Recorded data:
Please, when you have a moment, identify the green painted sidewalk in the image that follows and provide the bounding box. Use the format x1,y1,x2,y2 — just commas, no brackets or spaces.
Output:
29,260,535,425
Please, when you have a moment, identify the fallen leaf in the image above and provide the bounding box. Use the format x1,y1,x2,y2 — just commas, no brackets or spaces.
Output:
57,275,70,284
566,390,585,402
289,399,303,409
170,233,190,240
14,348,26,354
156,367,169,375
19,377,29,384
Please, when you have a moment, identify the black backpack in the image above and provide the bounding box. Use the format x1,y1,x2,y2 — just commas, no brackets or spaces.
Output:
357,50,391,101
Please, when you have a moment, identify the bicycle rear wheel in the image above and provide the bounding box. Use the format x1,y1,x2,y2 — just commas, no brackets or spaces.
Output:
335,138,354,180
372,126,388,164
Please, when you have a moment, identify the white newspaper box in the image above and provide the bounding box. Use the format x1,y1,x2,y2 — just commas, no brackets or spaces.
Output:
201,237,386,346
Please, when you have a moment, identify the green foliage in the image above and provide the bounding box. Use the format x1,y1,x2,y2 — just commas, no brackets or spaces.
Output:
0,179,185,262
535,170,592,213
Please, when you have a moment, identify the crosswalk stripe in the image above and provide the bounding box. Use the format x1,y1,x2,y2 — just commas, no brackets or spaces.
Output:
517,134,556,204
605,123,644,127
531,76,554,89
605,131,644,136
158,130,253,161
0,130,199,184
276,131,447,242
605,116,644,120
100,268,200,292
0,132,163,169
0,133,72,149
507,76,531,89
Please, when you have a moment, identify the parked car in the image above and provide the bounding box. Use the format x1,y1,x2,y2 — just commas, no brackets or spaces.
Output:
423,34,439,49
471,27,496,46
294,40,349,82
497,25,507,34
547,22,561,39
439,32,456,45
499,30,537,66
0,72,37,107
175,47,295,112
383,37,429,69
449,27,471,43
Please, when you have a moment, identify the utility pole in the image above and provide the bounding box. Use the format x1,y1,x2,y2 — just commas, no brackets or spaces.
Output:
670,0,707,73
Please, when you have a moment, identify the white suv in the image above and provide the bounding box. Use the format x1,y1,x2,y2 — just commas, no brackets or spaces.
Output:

Action item:
Please reproduce the closing stretch of the records, from the line with "Please, when you have a moment, identify the black" through the last line, exactly as it stands.

Written solution:
Please, when you have a moment, identify the black backpack in the image above and provide the bounding box. Use the format x1,y1,x2,y2 — just commas, no brackets or spaces.
Output:
357,50,391,101
Please, when you have a moment, identify the bicycle rear wheel in the image above and provide the bounding box. Use the format x1,y1,x2,y2 — just commas, no brackets or spaces.
Output:
335,138,354,180
372,126,388,164
Please, when you have a moment, identify the white newspaper box in the image above and provide the bounding box. Use the format x1,y1,x2,y2 — just commas, no brackets or spaces.
Output:
201,237,386,346
Please, when you have a moment, identify the green foliage in the image above and provide the bounding box. Use the format x1,y1,x2,y2 — just commas, no brackets or spaces.
Output:
0,179,185,262
535,170,592,213
Please, when you have a moment, identify the crosswalk stripe in the image above and provide the bounding box. Use the format x1,y1,x2,y2 — just commas, no brackets or spaces.
Output:
517,134,556,204
605,123,644,127
531,76,554,89
605,131,644,136
158,130,253,161
0,130,199,184
276,131,447,242
605,116,644,120
100,268,200,292
0,132,163,169
0,133,72,149
507,76,531,89
Please, when you have a moment, identify the parked car in the image above and provide the bounding box. Use the format x1,y1,x2,y2 — just commas, no brackets or spaces.
Output:
423,34,439,49
471,27,496,46
294,40,349,82
497,25,507,34
547,22,561,39
439,32,456,45
499,30,537,66
0,72,37,107
175,47,295,112
383,37,429,69
449,27,471,43
Please, when you have a moment, identify the utility pole in the image above and provide the bounding box. Use the format x1,y1,x2,y2 — just commas, no brackets or spaces.
Output:
670,0,707,73
Please, when you have a moment, identify the white suv in the image above and provide the bounding box. Use the format x1,y1,x2,y2 — just commas, no brackets or spaces.
Output:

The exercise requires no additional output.